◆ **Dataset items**
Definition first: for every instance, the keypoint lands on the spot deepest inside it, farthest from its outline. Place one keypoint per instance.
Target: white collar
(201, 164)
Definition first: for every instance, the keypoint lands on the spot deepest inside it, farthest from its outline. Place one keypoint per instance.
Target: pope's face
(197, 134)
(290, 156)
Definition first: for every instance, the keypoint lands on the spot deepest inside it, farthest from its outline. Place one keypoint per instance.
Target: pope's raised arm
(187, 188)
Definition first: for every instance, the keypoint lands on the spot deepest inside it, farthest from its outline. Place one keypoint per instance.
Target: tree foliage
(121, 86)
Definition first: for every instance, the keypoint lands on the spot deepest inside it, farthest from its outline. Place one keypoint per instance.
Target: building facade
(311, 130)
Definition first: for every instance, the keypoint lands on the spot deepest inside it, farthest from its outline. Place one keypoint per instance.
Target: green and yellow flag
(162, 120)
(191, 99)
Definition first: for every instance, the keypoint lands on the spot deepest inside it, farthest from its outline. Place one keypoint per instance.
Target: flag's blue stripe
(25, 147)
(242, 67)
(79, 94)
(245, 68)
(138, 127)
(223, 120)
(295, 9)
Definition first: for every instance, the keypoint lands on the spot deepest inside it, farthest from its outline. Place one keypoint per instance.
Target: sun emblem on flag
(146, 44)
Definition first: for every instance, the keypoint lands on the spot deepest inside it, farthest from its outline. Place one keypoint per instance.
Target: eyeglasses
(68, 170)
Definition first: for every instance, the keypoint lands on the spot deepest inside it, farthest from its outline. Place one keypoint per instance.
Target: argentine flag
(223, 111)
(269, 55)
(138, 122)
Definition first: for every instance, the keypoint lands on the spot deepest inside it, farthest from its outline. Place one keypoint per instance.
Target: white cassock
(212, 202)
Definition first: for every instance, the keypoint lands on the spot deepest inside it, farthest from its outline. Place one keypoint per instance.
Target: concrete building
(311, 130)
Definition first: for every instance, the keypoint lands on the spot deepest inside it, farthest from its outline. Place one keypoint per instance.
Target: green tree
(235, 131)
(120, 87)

◆ **Aim of the exercise**
A complete, exact copy of the records is what is needed.

◆ **Answer for the task**
Definition first: for every instance, the keypoint lands on the spot deepest inside it, farthest from its outline. Place one keypoint per instance.
Target: white collar
(201, 164)
Definition first: for every instance, the keypoint lands on the spot deepest inside it, farthest from its outline. Place one keypoint per instance.
Target: pope's face
(197, 134)
(290, 156)
Definition first: for every instance, the keypoint lands on the spot deepest inside it, farthest from its outline. Place one keypoint per instance.
Target: pope's raised arm
(187, 188)
Definition first: for every instance, the keypoint lands on the spot deepest inside it, farthest from its outline. Place one keypoint per instance.
Target: tree foliage
(121, 86)
Definition first: for every instance, the keypoint lands on the spot deepest inside it, farthest from its outline. Place one keypoint per instance.
Target: building facade
(311, 130)
Definition first: for every instance, the keypoint lands on the spot deepest inside it, farthest from its outline. Place one keypoint per instance.
Target: green and yellow flag
(162, 120)
(191, 99)
Definition first: for every instance, the keypoint lands on the spot deepest inside it, farthest from its outline. Place one keypoint per instance.
Target: flag's blue stripe
(25, 147)
(242, 67)
(79, 94)
(245, 68)
(138, 127)
(223, 120)
(295, 9)
Definition first: for every instance, the keypoint lands on the spot deepest inside it, farthest from its outline. Place one keypoint per instance.
Target: sun emblem on flag
(146, 44)
Definition first: for every instance, the keypoint lands on the spot deepest inside it, farthest from its outline. Place one keypoint per instance.
Target: eyeglasses
(68, 170)
Definition first: for every instance, the keypoint lands on the spot deepest inside it, farthest from its outline. Place one keypoint per instance.
Target: argentine flag
(223, 111)
(269, 55)
(138, 122)
Definition first: for every instance, the keypoint lands on the spot deepest inside it, farthest from its outline. Place one keypoint per instance.
Target: white cassock
(212, 202)
Definition first: for every instance, the keypoint lands on the spot deepest inside it, farthest from its outline. Place one keypoint per instance.
Target: concrete building
(311, 130)
Definition first: for every instance, the keypoint lands on the spot deepest inside it, farthest from its outline. Place one keypoint per instance.
Target: green tree
(235, 131)
(120, 87)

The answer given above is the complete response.